§ **Requirement**
Rewrite all of the records below, replacing every "query" with "prompt" and changing nothing else.

§ **Information provided**
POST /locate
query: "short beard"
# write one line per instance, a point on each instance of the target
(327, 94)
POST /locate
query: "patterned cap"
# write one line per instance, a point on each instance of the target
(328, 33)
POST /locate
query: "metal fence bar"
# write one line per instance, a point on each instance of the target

§ **Correct answer**
POST /locate
prompt: "short beard"
# write one line per instance, a point on each instance of the target
(327, 94)
POST /locate
prompt: "patterned cap"
# write one line per instance, a point on each instance of the target
(328, 33)
POST /locate
prompt: "metal fence bar"
# write one line per instance, a point on each instance of the target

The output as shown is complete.